▶ _Problem description_: Please reproduce all entries word for word, leaving every image behind.

Referring expression pointing data
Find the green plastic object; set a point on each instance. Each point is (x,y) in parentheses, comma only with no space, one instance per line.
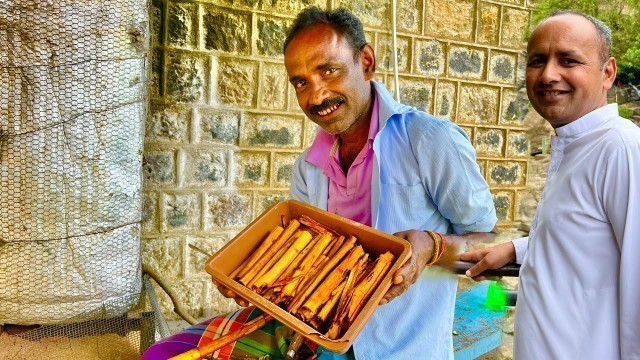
(496,297)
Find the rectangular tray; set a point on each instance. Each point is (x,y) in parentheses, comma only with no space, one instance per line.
(375,242)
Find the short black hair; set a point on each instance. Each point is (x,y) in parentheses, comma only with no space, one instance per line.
(604,32)
(343,21)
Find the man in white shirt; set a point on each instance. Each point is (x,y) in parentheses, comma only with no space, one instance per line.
(579,294)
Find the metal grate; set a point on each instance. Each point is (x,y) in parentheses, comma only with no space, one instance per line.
(72,110)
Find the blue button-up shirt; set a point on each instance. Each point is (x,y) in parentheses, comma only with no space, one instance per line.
(425,177)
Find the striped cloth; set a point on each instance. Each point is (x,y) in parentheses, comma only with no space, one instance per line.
(269,342)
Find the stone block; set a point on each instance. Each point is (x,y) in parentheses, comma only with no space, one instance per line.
(429,58)
(372,13)
(517,144)
(409,15)
(182,24)
(196,260)
(450,19)
(417,93)
(250,169)
(271,131)
(489,142)
(204,168)
(274,85)
(446,100)
(149,212)
(510,173)
(237,82)
(283,169)
(226,30)
(478,104)
(271,36)
(156,22)
(228,210)
(266,199)
(466,63)
(181,212)
(489,23)
(502,68)
(503,202)
(514,23)
(164,255)
(385,53)
(167,125)
(185,77)
(218,126)
(158,167)
(515,106)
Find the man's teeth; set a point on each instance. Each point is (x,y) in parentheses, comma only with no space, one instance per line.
(329,110)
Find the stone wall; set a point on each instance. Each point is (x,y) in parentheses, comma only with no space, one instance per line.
(224,126)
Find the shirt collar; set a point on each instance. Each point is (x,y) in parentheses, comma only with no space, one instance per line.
(589,121)
(325,144)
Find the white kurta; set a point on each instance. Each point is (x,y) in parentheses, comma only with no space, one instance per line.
(579,292)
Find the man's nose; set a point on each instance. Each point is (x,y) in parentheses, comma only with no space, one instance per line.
(318,94)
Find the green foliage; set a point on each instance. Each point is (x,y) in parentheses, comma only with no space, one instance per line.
(622,16)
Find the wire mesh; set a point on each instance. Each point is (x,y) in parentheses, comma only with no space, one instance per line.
(72,109)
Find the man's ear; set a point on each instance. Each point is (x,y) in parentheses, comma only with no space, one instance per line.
(609,71)
(368,59)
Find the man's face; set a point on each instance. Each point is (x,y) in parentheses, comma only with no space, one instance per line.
(565,79)
(332,87)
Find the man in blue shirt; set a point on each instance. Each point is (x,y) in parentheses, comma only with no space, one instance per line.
(422,176)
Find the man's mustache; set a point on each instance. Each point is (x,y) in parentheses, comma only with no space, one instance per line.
(327,103)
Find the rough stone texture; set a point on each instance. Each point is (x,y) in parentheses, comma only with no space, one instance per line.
(218,126)
(271,131)
(158,168)
(283,169)
(181,25)
(489,142)
(149,212)
(409,14)
(271,35)
(446,100)
(197,260)
(185,77)
(429,58)
(384,54)
(164,255)
(237,82)
(265,200)
(503,201)
(371,12)
(274,87)
(417,93)
(251,169)
(502,68)
(450,18)
(514,21)
(167,125)
(466,63)
(514,107)
(489,23)
(507,173)
(226,30)
(227,210)
(204,168)
(517,144)
(181,212)
(478,105)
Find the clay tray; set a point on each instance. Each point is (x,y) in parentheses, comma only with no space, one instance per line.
(375,242)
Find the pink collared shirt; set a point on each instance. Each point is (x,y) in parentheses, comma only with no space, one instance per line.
(349,194)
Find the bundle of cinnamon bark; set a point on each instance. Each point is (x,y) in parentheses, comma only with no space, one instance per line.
(319,276)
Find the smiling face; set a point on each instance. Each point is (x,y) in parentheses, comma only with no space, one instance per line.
(565,78)
(332,87)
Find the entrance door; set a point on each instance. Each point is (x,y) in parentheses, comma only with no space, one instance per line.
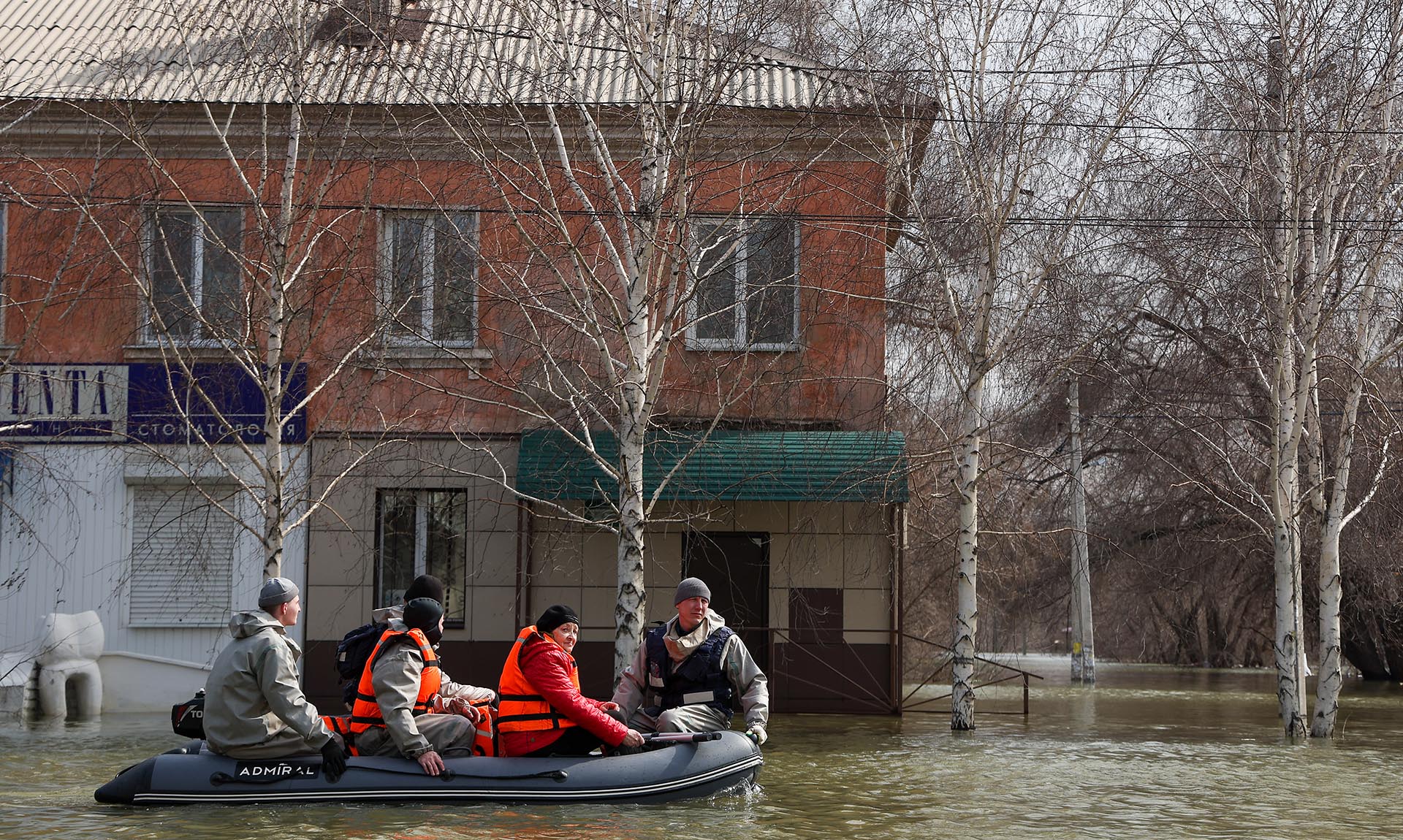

▶ _Result below_:
Find the green plastic object; set a point on each instance. Each point is (x,y) in parentheses, comma only with no space, one instance per line.
(496,297)
Find the rectangular tray; set a point on each instance. Each point is (x,y) in parentheses, comma only with no space, one instance per line.
(375,242)
Find the short black hair; set a point on each instance. Each point is (x,y) in parentheses, comma only with no space, one instance per line.
(604,32)
(343,21)
Find the man in white shirt; set a point on each instance. Each point is (x,y) in parentheses, comma only with no space, one instance per line.
(579,294)
Find the metal grate; set a point on each instance. Each point is (x,y) in parentheses, comma only with no space, one instance per line.
(72,110)
Find the blue button-up shirt; set a point on each instance. Each point is (x,y) in parentheses, comma only with no space, one instance per line.
(425,177)
Find the striped cloth; set a point on each instance. Each point is (x,y) in parentheses, comma only with no space, one instance per line.
(269,342)
Find the stone block; set a point on each instance. Each point is (x,y) in parentheses, comma only with no space, one instance per line.
(429,58)
(372,13)
(517,144)
(409,15)
(182,24)
(196,260)
(450,19)
(417,93)
(250,169)
(271,131)
(489,142)
(204,168)
(274,85)
(446,100)
(149,212)
(510,173)
(237,82)
(283,169)
(226,30)
(478,104)
(271,36)
(156,22)
(228,210)
(266,199)
(466,63)
(181,212)
(489,23)
(502,68)
(503,202)
(514,23)
(164,255)
(385,53)
(167,125)
(185,77)
(218,126)
(158,167)
(515,106)
Find the man's teeth; set a point on each instance. Each point is (x,y) in parentheses, comma only with no space, one instance per line.
(329,110)
Find the stone wall; set a point on each instance. Each point is (x,y) in parentheses, comma only with no space, one instance per line.
(224,126)
Find the shirt collar; set a point on each instance. Each point is (x,y) in parentheses, comma only with no space, one instance per line.
(589,121)
(325,144)
Find the white kurta; set a point on each instance. Each point is (x,y) in parentheses, comma only with no space, one instance per line.
(579,292)
Find the man's nose; set a point on each instance. Each point is (x,y) in parentheses, comma only with no space, one instance per line.
(318,94)
Find the green foliage; set a point on each instance. Each point is (x,y) in parentheses, comma only with no space, one instance per line.
(622,16)
Find the wire mesh; set a point on each instance. Each point is (x,y) in parentheses, comma only with no space, one instance per line.
(72,109)
Find the man's ear; set a point on each instance. Each point is (x,y) in parentheses, comma only with no space, one instance per line.
(609,71)
(368,59)
Find the man's face; set a point on each instance. Each point is (x,y) in parentheses, comma only with no space, one instance per line.
(565,79)
(332,87)
Find the man in blue shirt; set a point on each instance. Each point is (x,y) in parentheses, comma only with no space, one instance per line.
(422,176)
Find the man's mustache; set a point on each instance. Each point is (x,y) in parentheses, comma only with no space, one instance per line.
(327,103)
Find the rough stone texture; set a point on each instance. Each point is (x,y) in parentheses, comma only with no space, one instance per line.
(218,126)
(271,131)
(158,168)
(283,169)
(181,25)
(489,142)
(149,212)
(409,14)
(271,35)
(446,100)
(197,260)
(185,77)
(429,58)
(384,54)
(164,255)
(237,82)
(265,200)
(503,201)
(371,12)
(274,87)
(417,93)
(251,169)
(502,68)
(450,18)
(514,21)
(167,125)
(466,63)
(514,107)
(489,23)
(507,173)
(226,30)
(227,210)
(204,168)
(517,144)
(181,212)
(478,105)
Find the clay tray; set a point on each instance. Each point is (x,y) in parentheses, comma only with no space, one instance per line.
(375,242)
Find the pink collared shirt; set a point on each instance. Each point is (x,y) in parentheses, comma only with no space, one instance per line.
(349,194)
Find the bundle of cinnamon bark; set a point on each instance. Each point is (x,y) in parentheses, comma only with no space, one instance per line.
(319,276)
Find the smiling face; set a point on each instance. Each point is (x,y) in parentheses, comma only with no space, one instance per line.
(565,78)
(332,87)
Find the entrance door; set a point on each instance. Each point is (x,y) in parentheses, comma only with no space, one instance per line.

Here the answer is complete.